[ACTIVITY] The required result is an exact copy of the material from the line with "Segment every instance of the metal" through its final line, both ends included.

_ _ _ _ _

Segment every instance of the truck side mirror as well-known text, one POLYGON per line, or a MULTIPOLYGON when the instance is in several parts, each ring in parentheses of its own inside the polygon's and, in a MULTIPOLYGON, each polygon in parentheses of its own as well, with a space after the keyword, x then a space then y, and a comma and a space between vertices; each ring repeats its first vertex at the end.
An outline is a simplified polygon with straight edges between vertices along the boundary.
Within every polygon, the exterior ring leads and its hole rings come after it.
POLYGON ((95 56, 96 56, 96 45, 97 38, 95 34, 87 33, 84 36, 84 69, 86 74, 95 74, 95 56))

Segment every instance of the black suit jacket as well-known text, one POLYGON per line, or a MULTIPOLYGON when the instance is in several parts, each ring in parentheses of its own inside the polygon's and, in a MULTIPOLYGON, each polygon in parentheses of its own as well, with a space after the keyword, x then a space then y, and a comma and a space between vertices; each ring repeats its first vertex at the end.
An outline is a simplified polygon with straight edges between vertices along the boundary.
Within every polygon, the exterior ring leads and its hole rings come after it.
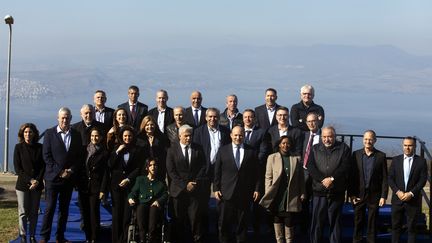
MULTIPOLYGON (((267 135, 267 131, 255 126, 252 129, 252 134, 250 135, 249 141, 245 140, 245 144, 248 144, 255 150, 258 154, 258 160, 261 165, 266 165, 267 156, 271 153, 272 149, 270 148, 270 140, 267 135)), ((265 168, 264 168, 265 169, 265 168)))
POLYGON ((102 186, 103 177, 108 167, 109 153, 106 148, 100 148, 88 159, 88 152, 85 153, 84 165, 79 179, 79 190, 91 194, 105 192, 102 186))
POLYGON ((77 123, 72 124, 72 128, 77 130, 81 134, 81 142, 84 147, 86 147, 90 143, 90 130, 93 127, 97 127, 101 131, 101 135, 106 134, 104 130, 104 124, 93 120, 90 126, 86 126, 84 121, 79 121, 77 123))
POLYGON ((193 114, 193 111, 192 111, 192 107, 190 107, 190 106, 188 108, 186 108, 186 111, 185 111, 185 114, 183 116, 183 119, 184 119, 185 123, 189 124, 191 127, 193 127, 193 128, 199 127, 199 126, 204 125, 204 124, 207 123, 207 121, 205 119, 205 116, 206 116, 205 113, 206 113, 206 111, 207 111, 207 108, 201 106, 201 116, 199 117, 199 124, 198 124, 198 126, 195 126, 194 114, 193 114))
POLYGON ((42 190, 45 163, 42 158, 42 144, 18 143, 14 150, 14 167, 18 175, 15 189, 28 191, 31 185, 30 180, 39 182, 36 190, 42 190))
POLYGON ((196 182, 197 187, 192 192, 199 196, 203 191, 205 176, 205 158, 202 148, 198 144, 191 144, 190 164, 183 155, 180 143, 174 143, 168 149, 166 165, 168 176, 171 179, 169 193, 172 197, 178 197, 181 193, 187 193, 188 182, 196 182))
POLYGON ((138 146, 132 146, 127 151, 129 152, 129 161, 127 164, 124 162, 125 150, 119 154, 116 153, 118 146, 114 148, 108 160, 107 173, 105 173, 102 189, 107 191, 108 183, 112 191, 129 190, 135 184, 135 178, 139 175, 141 167, 144 165, 145 154, 143 149, 138 146), (123 179, 128 178, 129 184, 125 188, 119 186, 123 179))
POLYGON ((135 128, 136 131, 139 131, 139 127, 141 125, 141 121, 142 119, 147 116, 148 113, 148 106, 146 104, 143 104, 141 102, 137 102, 136 104, 136 118, 135 120, 132 119, 132 114, 130 112, 130 106, 129 106, 129 101, 126 101, 123 104, 120 104, 118 106, 118 108, 123 108, 126 110, 127 115, 128 115, 128 124, 133 126, 135 128))
MULTIPOLYGON (((267 130, 267 134, 270 137, 271 148, 273 152, 279 151, 279 148, 277 148, 277 142, 280 139, 278 125, 271 126, 267 130)), ((304 137, 302 131, 296 127, 288 126, 287 136, 293 139, 294 148, 292 148, 292 151, 298 155, 301 155, 303 151, 303 137, 304 137)))
POLYGON ((72 176, 68 181, 73 181, 79 173, 82 165, 83 147, 81 134, 71 128, 71 142, 69 150, 66 151, 65 144, 60 133, 57 133, 57 126, 45 131, 43 142, 43 158, 45 161, 45 180, 51 182, 63 182, 59 177, 64 169, 71 169, 72 176))
MULTIPOLYGON (((224 127, 224 126, 219 126, 219 131, 221 134, 220 147, 222 147, 225 144, 231 143, 229 128, 224 127)), ((210 167, 211 167, 211 162, 210 162, 211 142, 210 142, 210 134, 208 131, 207 124, 203 124, 194 130, 193 142, 196 144, 199 144, 203 148, 205 161, 206 161, 206 172, 207 173, 213 173, 213 171, 210 170, 210 167)), ((208 176, 210 178, 213 177, 212 174, 208 174, 208 176)))
MULTIPOLYGON (((157 107, 152 108, 151 110, 149 110, 148 114, 150 116, 152 116, 156 122, 158 120, 158 116, 159 116, 159 110, 157 107)), ((166 133, 166 127, 174 122, 174 111, 171 107, 167 107, 165 109, 165 118, 164 118, 164 131, 163 133, 166 133)), ((157 124, 156 124, 157 125, 157 124)), ((159 128, 159 127, 158 127, 159 128)))
MULTIPOLYGON (((365 181, 363 170, 364 149, 354 151, 352 155, 353 165, 351 167, 350 186, 348 196, 355 196, 361 199, 365 197, 365 181)), ((387 199, 388 182, 387 182, 387 159, 385 153, 375 149, 375 161, 372 168, 372 174, 369 182, 369 197, 376 199, 387 199)))
MULTIPOLYGON (((95 114, 96 111, 94 110, 95 114)), ((103 130, 104 130, 104 136, 105 134, 111 129, 111 127, 113 126, 113 122, 114 122, 114 109, 113 108, 109 108, 105 106, 104 109, 104 122, 102 123, 103 126, 103 130)))
POLYGON ((260 128, 263 129, 268 129, 271 126, 274 126, 277 124, 276 121, 276 110, 280 107, 280 105, 276 104, 275 106, 275 113, 273 115, 273 119, 272 122, 269 122, 269 116, 267 113, 267 106, 264 105, 260 105, 255 107, 255 117, 257 119, 257 126, 259 126, 260 128))
POLYGON ((414 198, 407 203, 420 206, 422 198, 421 190, 425 186, 428 176, 426 160, 418 155, 414 155, 406 190, 404 183, 403 160, 403 154, 394 157, 388 171, 388 183, 393 191, 392 204, 403 204, 396 195, 397 191, 402 191, 412 192, 414 194, 414 198))
POLYGON ((219 149, 215 163, 213 191, 220 191, 224 200, 236 198, 250 202, 254 191, 259 191, 258 157, 249 145, 244 145, 244 157, 238 169, 232 144, 219 149))

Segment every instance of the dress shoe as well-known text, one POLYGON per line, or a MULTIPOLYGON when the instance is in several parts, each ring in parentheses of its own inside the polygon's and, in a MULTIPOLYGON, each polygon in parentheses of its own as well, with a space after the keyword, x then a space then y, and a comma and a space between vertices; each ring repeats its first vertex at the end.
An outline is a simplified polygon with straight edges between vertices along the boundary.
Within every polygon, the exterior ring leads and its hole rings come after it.
POLYGON ((47 240, 39 240, 39 243, 48 243, 47 240))
POLYGON ((56 243, 72 243, 72 241, 63 239, 63 240, 56 240, 56 243))
POLYGON ((27 243, 27 236, 25 236, 25 235, 21 235, 21 243, 27 243))

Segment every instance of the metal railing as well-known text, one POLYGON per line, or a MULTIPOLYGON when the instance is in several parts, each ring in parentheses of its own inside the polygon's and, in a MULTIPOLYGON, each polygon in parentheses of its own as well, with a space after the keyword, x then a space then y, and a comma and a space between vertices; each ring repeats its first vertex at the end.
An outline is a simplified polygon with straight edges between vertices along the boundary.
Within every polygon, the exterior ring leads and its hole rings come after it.
MULTIPOLYGON (((340 138, 342 142, 347 143, 351 149, 351 153, 352 153, 352 148, 353 148, 353 144, 354 144, 354 138, 363 138, 363 135, 356 135, 356 134, 337 134, 336 137, 340 138), (347 141, 346 141, 347 140, 347 141)), ((427 195, 427 193, 425 192, 424 188, 421 190, 421 194, 423 196, 424 201, 426 202, 426 206, 428 207, 428 211, 429 211, 429 227, 428 227, 428 231, 429 234, 432 236, 432 207, 431 207, 431 199, 432 199, 432 184, 431 184, 431 176, 432 176, 432 165, 431 165, 431 161, 432 161, 432 155, 429 152, 429 150, 426 147, 426 142, 423 141, 422 139, 420 139, 417 136, 413 136, 416 140, 416 144, 417 144, 417 148, 420 149, 420 154, 419 156, 422 158, 425 158, 427 161, 427 164, 430 168, 429 173, 428 173, 428 177, 427 177, 427 182, 429 183, 429 195, 427 195), (420 146, 418 146, 420 145, 420 146)), ((397 139, 397 140, 403 140, 405 137, 395 137, 395 136, 376 136, 377 139, 397 139)), ((387 159, 391 159, 391 157, 387 157, 387 159)))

_ _ _ _ _

[FINISHED TASK]
Segment every instance of the metal railing as well-known text, one POLYGON per line, or a MULTIPOLYGON when the instance is in several parts, each ring in parentheses of its own inside the polygon's and, in a MULTIPOLYGON, each polygon in parentheses of its own as well, with a space after the keyword, x then a space then y, and a comma and a space between vertices; each ring repeats its first vertex at the end.
An outline is a simplified polygon with straight edges between vertices along the boundary.
Within every polygon, the exterior ring leads and its hole rings come after it.
MULTIPOLYGON (((340 138, 342 142, 347 143, 351 149, 351 153, 352 153, 352 148, 353 148, 353 144, 354 144, 354 138, 363 138, 363 135, 356 135, 356 134, 337 134, 336 137, 340 138), (347 141, 346 141, 347 140, 347 141)), ((427 195, 427 193, 425 192, 424 188, 421 190, 421 194, 423 196, 424 201, 426 202, 426 206, 428 207, 428 211, 429 211, 429 227, 428 227, 428 231, 429 234, 432 236, 432 207, 431 207, 431 199, 432 199, 432 184, 431 184, 431 176, 432 176, 432 165, 431 165, 431 161, 432 161, 432 155, 429 152, 429 150, 426 147, 426 142, 423 141, 422 139, 420 139, 417 136, 413 136, 416 140, 416 144, 417 144, 417 148, 420 149, 420 154, 419 156, 422 158, 425 158, 427 161, 427 164, 430 168, 429 173, 428 173, 428 177, 427 177, 427 182, 429 183, 429 195, 427 195), (420 146, 418 146, 420 145, 420 146)), ((397 139, 397 140, 403 140, 405 137, 395 137, 395 136, 376 136, 377 139, 397 139)), ((387 159, 391 159, 391 157, 387 157, 387 159)))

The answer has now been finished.